### Reading text:

+ + + + + + +

Now is the time to learn your plants and explore opportunities for citizen science on your lake

Resources and volunteer training programs are available to help you identify and manage aquatic plants. You can also learn to monitor lake health for the long-term benefit of your lake.

With another successful summer on Michigan waters in the history books, don’t be so quick to take the next few months off while you are waiting for warm weather to arrive. Now is the time to do your homework about the plants in your lake, and figure out whether there is reason to be concerned about them or not.

Invasive species are considered major biological pollutants of a lake ecosystem. The Michigan Boater’s Guide, published by Michigan State University Extension, is a great resource to help you learn about 11 of the aquatic invasive plant species that either currently pose a threat to the ecosystem or have the potential to cause significant damage to a lake ecosystem if they become established.

For more information about this guide, be sure to read the article, “Michigan Boater’s Guide provides on-board help with invasive aquatic plant identification.” This resource (E3189) is available from the MSU Extension Bookstore. For additional tips on successfully identifying aquatic plants, read “Know your lake plants- get out on your lake and sample!

Learning your Lake Plants

If you want to go one step beyond book learning, consider building your knowledge about the health of your lake by getting involved in the Michigan Clean Water Corps (MiCorps), a network of volunteer monitoring programs available in Michigan. MiCorps was created to assist the Michigan Department of Environmental Quality in collecting and sharing water quality data needed to manage and protect Michigan’s vast water resources.

One core program of MiCorps is the Cooperative Lakes Monitoring Program (CLMP), the second oldest volunteer lakes monitoring program in the county. It has served as an important component of Michigan’s inland lake monitoring program. The program is designed to train citizen volunteers how to monitor a particular set of water quality indicators of their lake with the goal of documenting changes in lake quality over time. The Michigan Lake and Stream Association helps administer the CLMP jointly with the MDEQ, and specifically handles the administration of the CLMP.

The goals of the CLMP are:

Now is the time to consider enrolling as an individual or lake association and becoming a volunteer monitor for the 2014 season of the CLMP. You might consider enrolling in the aquatic plant identification and mapping or exotic plant watch programs. Other data collection programs include Secchi disk transparency, total phosphorus, chlorophyll a, and dissolved oxygen and temperature.

+ + + + + + +

### Source data:

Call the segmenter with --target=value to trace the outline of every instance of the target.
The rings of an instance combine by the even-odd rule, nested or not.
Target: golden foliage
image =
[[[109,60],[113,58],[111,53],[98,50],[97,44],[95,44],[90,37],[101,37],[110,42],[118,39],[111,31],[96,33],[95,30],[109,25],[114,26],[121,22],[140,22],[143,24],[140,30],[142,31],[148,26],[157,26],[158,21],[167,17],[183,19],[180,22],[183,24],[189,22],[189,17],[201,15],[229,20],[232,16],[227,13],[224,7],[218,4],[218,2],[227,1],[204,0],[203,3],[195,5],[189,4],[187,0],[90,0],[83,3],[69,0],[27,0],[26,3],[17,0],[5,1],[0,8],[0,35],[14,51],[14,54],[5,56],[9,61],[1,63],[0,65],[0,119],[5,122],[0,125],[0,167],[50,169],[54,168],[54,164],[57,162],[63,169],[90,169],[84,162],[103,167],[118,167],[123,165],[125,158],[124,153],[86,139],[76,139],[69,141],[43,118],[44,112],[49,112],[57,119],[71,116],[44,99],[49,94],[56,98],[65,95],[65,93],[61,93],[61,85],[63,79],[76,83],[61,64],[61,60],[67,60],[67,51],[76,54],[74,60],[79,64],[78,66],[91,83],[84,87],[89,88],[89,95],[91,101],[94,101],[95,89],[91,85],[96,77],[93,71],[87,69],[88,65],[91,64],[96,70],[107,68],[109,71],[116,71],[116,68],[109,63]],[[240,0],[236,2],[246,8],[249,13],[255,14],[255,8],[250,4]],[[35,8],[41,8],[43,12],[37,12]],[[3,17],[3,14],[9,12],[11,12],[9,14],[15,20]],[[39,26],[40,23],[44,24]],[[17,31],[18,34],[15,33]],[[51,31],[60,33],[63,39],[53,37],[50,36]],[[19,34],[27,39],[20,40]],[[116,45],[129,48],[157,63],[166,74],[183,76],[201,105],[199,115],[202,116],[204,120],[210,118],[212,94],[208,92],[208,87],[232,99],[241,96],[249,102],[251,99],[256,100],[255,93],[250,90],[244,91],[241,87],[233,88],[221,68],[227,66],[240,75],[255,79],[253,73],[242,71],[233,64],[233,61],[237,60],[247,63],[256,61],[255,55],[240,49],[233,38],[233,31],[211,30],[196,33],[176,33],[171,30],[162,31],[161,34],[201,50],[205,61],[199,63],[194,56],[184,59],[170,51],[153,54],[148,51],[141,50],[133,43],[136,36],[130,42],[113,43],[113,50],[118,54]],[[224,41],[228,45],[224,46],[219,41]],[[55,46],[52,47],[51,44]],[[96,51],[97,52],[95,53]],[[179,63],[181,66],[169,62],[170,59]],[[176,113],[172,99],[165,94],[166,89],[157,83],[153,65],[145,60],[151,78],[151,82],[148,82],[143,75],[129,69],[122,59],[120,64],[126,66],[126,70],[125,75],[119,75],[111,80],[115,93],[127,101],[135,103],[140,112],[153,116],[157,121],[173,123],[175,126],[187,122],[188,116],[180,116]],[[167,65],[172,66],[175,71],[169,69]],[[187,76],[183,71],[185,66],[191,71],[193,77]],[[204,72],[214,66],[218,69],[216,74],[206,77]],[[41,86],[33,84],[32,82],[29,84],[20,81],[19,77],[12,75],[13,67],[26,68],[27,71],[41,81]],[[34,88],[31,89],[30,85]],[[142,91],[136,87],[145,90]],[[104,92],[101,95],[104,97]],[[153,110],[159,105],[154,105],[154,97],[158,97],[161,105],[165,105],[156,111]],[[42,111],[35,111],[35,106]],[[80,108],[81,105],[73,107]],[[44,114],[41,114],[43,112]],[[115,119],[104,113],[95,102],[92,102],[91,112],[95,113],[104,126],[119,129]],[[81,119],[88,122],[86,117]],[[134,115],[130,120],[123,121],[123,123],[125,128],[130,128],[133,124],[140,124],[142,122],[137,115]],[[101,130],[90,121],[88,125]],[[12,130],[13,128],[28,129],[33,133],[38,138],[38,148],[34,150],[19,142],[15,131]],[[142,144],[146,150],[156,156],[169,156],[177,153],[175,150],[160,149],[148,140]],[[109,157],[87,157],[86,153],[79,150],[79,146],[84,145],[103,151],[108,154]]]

+ + + + + + +

Can you reproduce word for word the stretch of the lake plants article from "The goals of" through "oxygen and temperature."? The listing has no connection to the lake plants article.

### Response to the exercise:
The goals of the CLMP are:

Now is the time to consider enrolling as an individual or lake association and becoming a volunteer monitor for the 2014 season of the CLMP. You might consider enrolling in the aquatic plant identification and mapping or exotic plant watch programs. Other data collection programs include Secchi disk transparency, total phosphorus, chlorophyll a, and dissolved oxygen and temperature.